### [What you need to do]
Turn the lines of the listing, from its first line through the line holding "POLYGON ((210 143, 202", inclusive, into a JSON list of strings with one string per line, leaving out blank lines.

______

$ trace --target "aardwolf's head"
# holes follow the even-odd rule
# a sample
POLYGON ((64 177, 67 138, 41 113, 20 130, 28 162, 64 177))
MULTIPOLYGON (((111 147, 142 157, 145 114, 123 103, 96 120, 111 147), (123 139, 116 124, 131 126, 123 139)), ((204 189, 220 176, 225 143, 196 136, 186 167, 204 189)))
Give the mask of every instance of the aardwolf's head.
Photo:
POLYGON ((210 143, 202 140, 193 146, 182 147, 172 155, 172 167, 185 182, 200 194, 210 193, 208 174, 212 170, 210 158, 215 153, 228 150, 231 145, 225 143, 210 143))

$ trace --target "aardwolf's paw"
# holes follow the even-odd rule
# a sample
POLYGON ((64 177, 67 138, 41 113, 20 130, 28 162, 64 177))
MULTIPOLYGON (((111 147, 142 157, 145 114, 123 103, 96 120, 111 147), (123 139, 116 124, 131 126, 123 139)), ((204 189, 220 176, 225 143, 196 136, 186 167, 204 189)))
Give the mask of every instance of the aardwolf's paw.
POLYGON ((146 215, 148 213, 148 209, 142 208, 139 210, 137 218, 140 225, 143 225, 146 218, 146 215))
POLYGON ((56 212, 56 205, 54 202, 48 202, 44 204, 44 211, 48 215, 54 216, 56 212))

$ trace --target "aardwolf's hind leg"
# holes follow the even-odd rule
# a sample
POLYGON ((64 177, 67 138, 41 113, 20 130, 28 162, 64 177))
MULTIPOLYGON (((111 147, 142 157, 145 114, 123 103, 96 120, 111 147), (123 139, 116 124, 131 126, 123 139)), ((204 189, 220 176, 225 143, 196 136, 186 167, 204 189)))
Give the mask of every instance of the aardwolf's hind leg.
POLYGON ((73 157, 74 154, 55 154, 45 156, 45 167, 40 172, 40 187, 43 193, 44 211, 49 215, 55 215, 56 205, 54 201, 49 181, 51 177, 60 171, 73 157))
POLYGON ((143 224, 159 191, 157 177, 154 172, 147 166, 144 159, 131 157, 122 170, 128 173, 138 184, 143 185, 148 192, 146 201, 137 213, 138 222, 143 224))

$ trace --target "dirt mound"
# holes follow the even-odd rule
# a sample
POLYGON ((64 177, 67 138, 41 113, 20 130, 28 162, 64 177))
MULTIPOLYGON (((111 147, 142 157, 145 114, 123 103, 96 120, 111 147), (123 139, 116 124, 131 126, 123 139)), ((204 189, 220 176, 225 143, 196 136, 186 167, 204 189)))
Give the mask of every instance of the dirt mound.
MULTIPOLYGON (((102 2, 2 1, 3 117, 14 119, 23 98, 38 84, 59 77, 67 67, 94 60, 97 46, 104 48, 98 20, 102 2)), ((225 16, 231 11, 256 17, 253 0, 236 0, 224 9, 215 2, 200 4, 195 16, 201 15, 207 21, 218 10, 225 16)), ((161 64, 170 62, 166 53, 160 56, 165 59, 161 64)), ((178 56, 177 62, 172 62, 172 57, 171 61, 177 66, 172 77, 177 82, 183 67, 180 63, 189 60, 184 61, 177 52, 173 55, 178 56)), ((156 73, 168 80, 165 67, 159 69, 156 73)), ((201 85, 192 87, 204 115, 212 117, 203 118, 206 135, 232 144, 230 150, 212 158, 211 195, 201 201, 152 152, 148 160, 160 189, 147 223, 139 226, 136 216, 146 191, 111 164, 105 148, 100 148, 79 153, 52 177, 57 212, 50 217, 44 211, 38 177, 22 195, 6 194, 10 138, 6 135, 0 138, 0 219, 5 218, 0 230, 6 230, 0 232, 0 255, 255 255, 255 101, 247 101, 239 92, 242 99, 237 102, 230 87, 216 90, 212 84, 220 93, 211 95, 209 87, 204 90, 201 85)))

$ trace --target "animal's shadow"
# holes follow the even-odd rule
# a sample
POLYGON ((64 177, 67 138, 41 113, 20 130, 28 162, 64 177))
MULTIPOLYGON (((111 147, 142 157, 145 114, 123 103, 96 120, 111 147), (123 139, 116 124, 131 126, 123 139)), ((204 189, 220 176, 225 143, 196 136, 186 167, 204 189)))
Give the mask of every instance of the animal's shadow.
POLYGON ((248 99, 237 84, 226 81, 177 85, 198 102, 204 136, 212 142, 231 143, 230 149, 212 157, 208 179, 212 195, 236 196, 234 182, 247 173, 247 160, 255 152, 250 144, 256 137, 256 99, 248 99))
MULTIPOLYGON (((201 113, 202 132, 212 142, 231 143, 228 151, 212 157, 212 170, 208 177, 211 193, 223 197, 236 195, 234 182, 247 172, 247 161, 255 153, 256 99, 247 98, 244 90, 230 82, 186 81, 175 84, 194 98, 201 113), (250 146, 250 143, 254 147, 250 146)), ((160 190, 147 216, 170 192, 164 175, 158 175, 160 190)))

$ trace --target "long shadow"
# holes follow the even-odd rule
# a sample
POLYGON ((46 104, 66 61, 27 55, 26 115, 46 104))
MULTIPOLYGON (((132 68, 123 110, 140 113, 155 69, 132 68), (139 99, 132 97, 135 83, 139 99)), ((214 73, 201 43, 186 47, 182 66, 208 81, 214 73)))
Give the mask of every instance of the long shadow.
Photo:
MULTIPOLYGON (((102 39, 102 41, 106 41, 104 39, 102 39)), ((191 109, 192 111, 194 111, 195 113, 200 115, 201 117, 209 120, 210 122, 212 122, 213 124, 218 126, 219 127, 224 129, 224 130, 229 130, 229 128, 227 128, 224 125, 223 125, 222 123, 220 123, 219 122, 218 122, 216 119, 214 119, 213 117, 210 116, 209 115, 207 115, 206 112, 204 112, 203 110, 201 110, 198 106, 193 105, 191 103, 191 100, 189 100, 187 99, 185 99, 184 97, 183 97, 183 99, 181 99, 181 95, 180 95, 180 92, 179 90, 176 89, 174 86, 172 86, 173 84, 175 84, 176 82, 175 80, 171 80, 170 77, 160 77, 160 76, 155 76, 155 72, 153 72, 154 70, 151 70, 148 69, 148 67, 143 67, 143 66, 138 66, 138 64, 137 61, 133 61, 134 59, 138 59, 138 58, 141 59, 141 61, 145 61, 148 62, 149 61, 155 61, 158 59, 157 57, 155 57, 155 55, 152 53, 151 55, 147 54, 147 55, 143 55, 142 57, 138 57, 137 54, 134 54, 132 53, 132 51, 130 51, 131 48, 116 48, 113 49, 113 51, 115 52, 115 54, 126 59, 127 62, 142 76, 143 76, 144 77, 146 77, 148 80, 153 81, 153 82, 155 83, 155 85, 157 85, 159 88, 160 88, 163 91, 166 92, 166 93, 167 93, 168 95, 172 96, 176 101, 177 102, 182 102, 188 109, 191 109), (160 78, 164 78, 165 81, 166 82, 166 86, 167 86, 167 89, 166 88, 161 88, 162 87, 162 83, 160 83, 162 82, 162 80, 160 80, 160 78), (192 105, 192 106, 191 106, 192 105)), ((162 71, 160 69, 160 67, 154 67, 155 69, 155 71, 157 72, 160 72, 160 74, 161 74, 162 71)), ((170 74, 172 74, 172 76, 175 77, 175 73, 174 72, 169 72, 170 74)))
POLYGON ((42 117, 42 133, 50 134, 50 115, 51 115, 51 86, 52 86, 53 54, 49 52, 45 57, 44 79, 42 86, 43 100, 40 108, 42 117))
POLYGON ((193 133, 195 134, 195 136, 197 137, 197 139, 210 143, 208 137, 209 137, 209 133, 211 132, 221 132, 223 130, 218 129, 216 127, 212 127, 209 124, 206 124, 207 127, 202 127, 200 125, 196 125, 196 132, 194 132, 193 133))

______

### [Solution]
[
  "$ trace --target \"aardwolf's head\"",
  "# holes follow the even-odd rule",
  "# a sample",
  "POLYGON ((64 177, 67 138, 41 113, 20 130, 28 162, 64 177))",
  "MULTIPOLYGON (((111 147, 142 157, 145 114, 123 103, 96 120, 111 147), (123 139, 116 124, 131 126, 123 139)), ((204 189, 220 176, 225 143, 196 136, 186 167, 204 189)))",
  "Give the mask of every instance of the aardwolf's head.",
  "Photo:",
  "POLYGON ((210 143, 202 140, 193 146, 182 147, 172 155, 172 167, 185 182, 200 194, 210 193, 208 174, 212 170, 210 158, 215 153, 228 150, 231 145, 225 143, 210 143))"
]